Recorded data:
-*-*-

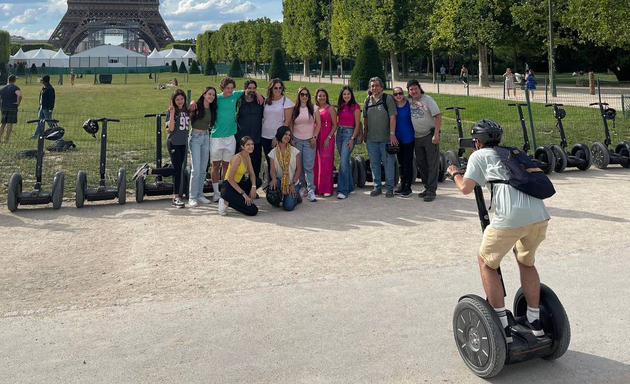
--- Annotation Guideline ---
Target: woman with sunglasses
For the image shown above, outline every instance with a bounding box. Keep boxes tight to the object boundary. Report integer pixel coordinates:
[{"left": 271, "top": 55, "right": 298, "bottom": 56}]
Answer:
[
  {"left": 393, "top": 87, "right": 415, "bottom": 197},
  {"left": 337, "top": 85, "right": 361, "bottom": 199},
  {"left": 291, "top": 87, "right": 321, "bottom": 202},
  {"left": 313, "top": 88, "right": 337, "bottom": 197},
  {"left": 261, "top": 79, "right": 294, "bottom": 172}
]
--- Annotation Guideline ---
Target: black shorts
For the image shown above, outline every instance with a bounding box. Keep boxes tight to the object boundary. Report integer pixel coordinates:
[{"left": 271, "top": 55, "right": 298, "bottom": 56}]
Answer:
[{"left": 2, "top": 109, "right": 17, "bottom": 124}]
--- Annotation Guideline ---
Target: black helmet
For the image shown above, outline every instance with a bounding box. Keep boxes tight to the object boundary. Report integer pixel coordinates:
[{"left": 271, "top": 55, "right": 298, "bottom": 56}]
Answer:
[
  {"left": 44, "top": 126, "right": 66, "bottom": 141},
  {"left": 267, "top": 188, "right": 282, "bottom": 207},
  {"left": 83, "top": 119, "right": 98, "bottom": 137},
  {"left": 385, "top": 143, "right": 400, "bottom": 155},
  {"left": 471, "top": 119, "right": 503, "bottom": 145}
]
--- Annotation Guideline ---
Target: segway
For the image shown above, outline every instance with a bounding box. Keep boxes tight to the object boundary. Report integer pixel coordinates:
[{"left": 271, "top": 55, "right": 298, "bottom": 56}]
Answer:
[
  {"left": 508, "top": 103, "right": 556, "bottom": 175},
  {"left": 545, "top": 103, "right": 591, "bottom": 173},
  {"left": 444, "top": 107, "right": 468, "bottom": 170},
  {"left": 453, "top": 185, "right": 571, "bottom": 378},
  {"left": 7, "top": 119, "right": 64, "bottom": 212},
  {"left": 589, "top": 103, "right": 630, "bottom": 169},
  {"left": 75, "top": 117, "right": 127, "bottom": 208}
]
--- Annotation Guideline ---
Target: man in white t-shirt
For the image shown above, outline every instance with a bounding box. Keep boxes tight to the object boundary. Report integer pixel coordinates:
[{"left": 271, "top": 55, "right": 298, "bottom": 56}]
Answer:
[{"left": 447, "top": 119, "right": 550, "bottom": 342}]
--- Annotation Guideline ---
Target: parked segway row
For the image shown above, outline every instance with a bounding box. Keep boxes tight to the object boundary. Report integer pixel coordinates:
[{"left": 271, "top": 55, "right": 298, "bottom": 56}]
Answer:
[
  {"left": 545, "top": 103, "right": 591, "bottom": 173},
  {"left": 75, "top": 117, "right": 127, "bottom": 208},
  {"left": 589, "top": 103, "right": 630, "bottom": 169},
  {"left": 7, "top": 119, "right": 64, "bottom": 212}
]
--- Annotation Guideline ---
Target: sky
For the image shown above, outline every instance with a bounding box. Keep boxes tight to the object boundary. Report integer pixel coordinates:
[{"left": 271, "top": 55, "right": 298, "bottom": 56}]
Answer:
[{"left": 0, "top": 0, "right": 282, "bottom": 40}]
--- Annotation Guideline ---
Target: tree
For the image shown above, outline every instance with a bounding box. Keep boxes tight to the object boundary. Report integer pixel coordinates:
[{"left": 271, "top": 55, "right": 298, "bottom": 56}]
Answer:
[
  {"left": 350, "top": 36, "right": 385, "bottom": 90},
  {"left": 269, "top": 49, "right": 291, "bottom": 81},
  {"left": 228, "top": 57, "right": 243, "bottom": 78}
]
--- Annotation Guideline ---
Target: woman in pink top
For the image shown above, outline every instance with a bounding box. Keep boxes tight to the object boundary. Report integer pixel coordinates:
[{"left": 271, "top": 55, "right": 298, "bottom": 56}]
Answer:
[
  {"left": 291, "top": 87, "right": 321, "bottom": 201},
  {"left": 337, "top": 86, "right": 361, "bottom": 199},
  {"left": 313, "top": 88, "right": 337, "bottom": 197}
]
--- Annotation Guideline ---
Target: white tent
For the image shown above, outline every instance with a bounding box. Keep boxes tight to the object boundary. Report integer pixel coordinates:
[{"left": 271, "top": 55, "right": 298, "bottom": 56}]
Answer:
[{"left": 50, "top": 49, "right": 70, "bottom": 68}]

-*-*-

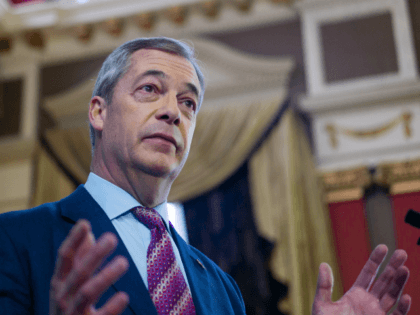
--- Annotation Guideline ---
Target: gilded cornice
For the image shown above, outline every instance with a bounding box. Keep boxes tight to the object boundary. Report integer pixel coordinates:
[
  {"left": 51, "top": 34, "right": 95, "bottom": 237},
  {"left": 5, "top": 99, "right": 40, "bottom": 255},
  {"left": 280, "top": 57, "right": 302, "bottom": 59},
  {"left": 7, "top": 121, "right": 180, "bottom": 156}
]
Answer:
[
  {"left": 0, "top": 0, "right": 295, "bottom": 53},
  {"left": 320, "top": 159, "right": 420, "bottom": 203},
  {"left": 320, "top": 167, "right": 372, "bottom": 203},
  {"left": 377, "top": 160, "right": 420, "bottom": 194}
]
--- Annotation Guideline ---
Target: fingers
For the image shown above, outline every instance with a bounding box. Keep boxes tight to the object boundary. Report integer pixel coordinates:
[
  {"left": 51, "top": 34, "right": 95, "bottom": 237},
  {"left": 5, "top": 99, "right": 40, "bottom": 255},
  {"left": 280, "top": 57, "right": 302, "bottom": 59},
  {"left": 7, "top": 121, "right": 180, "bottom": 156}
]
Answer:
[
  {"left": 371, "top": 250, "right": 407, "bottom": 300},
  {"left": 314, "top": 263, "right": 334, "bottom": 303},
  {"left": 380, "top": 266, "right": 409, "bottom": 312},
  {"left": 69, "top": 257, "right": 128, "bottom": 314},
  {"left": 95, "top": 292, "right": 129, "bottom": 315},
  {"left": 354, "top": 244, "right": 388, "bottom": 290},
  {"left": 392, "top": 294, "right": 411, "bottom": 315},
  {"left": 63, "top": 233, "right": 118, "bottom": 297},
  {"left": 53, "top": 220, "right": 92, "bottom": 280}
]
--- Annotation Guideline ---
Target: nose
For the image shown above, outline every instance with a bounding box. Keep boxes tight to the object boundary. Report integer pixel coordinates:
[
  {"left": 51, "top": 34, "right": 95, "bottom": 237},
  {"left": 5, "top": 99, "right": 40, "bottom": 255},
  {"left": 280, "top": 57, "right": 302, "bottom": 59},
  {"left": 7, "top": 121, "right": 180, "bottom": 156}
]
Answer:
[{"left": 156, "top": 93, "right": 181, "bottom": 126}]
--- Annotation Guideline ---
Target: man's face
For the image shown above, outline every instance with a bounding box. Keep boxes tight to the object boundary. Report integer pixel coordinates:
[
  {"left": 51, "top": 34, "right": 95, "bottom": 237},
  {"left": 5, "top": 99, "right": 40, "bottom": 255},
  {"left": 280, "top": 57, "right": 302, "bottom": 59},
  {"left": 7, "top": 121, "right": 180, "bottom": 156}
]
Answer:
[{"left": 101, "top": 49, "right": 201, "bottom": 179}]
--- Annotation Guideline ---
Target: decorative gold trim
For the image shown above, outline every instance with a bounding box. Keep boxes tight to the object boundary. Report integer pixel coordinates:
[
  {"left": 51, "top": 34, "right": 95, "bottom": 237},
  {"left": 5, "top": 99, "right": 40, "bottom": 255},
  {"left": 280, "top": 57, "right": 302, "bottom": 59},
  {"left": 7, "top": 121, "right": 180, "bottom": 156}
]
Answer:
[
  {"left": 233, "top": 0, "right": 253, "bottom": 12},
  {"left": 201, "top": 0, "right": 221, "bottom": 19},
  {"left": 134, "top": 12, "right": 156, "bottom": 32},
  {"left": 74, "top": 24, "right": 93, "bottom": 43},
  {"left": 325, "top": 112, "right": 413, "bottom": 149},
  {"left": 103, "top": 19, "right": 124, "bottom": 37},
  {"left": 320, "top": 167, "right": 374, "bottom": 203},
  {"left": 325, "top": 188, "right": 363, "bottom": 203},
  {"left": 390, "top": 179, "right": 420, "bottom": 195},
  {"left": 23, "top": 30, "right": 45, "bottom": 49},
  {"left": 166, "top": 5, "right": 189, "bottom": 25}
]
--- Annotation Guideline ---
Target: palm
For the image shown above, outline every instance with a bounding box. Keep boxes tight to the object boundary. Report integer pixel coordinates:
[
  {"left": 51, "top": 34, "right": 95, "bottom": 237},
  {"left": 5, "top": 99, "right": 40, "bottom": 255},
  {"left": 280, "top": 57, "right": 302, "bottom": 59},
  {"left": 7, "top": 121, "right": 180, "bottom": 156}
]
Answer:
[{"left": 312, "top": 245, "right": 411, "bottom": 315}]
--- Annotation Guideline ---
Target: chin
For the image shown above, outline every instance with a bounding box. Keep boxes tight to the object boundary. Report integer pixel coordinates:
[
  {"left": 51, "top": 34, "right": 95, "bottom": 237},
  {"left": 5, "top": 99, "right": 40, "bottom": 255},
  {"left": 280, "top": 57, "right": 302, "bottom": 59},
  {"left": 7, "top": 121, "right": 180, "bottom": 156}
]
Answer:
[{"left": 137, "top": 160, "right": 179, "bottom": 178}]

-*-*-

Short task |
Count the lines in the recorded data above that contain the word "white", matching case exactly, and give only the number.

Task output |
2